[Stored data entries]
· · · ·

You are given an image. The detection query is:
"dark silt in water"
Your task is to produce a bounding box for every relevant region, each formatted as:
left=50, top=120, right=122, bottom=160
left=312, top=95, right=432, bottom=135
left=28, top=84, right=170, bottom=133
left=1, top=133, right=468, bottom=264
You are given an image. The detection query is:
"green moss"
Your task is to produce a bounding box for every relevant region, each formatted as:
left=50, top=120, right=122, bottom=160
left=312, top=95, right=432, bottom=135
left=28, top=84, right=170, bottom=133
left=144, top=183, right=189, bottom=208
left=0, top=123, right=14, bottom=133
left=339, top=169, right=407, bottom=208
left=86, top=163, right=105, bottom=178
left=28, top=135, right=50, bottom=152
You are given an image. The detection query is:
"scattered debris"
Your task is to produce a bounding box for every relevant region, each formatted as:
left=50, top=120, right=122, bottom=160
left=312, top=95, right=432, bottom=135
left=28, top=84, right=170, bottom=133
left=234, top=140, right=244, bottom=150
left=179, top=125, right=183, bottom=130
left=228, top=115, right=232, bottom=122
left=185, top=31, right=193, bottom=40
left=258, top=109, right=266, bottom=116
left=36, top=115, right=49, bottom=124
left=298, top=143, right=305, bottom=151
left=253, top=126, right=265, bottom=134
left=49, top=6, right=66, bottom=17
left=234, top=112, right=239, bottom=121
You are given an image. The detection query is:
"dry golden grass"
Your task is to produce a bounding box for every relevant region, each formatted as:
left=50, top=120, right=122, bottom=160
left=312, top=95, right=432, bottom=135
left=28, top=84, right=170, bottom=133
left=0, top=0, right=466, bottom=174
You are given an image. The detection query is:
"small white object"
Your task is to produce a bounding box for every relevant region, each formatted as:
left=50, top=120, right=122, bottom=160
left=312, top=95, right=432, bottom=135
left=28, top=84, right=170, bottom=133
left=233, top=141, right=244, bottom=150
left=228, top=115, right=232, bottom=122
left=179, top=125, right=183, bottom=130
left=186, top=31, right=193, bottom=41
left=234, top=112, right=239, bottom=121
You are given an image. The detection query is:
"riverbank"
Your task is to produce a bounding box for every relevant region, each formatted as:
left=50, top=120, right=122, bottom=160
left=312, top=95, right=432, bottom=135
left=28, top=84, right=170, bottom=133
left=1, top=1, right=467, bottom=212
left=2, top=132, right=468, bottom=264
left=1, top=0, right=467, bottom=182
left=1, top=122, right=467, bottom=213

· · · ·

WORK REQUEST: Letter for letter, copy all of the entries above.

TASK SOLUTION:
You are given an image. The detection query is:
"dark silt in water"
Your task is to produce a bounding box for every relevant region, each formatted as:
left=50, top=120, right=122, bottom=160
left=312, top=95, right=432, bottom=135
left=28, top=84, right=170, bottom=133
left=1, top=133, right=468, bottom=264
You are given an image. The detection query is:
"green moss"
Your task is to produce a bounding box for every relevant region, each formatted as:
left=50, top=120, right=122, bottom=160
left=312, top=95, right=432, bottom=135
left=28, top=84, right=170, bottom=133
left=144, top=183, right=189, bottom=208
left=0, top=123, right=14, bottom=133
left=339, top=169, right=407, bottom=208
left=86, top=163, right=105, bottom=178
left=28, top=135, right=50, bottom=152
You are given an image. The detection query is:
"scattered debris"
Your task is to produce a bounding box for every relevant region, each formatted as:
left=50, top=120, right=122, bottom=160
left=312, top=95, right=432, bottom=135
left=28, top=84, right=170, bottom=133
left=234, top=140, right=244, bottom=150
left=179, top=125, right=183, bottom=130
left=228, top=115, right=232, bottom=122
left=185, top=31, right=193, bottom=40
left=258, top=109, right=266, bottom=116
left=36, top=115, right=49, bottom=124
left=298, top=143, right=305, bottom=151
left=253, top=126, right=265, bottom=134
left=49, top=6, right=66, bottom=17
left=234, top=112, right=239, bottom=121
You are given an image. The detection query is:
"dry golden grass"
Your task is to produce a bounding box for every relevant region, each formatted as:
left=50, top=120, right=122, bottom=160
left=312, top=95, right=432, bottom=135
left=28, top=84, right=170, bottom=133
left=0, top=0, right=466, bottom=174
You are given an image. The detection query is:
"small white object"
Your task is to produce a bounding box for every relevant region, each formatted as:
left=50, top=120, right=122, bottom=160
left=312, top=95, right=432, bottom=135
left=28, top=84, right=170, bottom=133
left=233, top=141, right=244, bottom=150
left=228, top=115, right=232, bottom=122
left=179, top=125, right=183, bottom=130
left=186, top=31, right=193, bottom=41
left=234, top=112, right=239, bottom=121
You are given an image. The detection query is:
"riverbank"
Your task is to produce a bounding box for every relevant region, each formatted as:
left=50, top=120, right=122, bottom=160
left=312, top=95, right=432, bottom=135
left=28, top=84, right=170, bottom=133
left=1, top=1, right=467, bottom=212
left=2, top=132, right=468, bottom=264
left=1, top=0, right=467, bottom=182
left=1, top=122, right=467, bottom=213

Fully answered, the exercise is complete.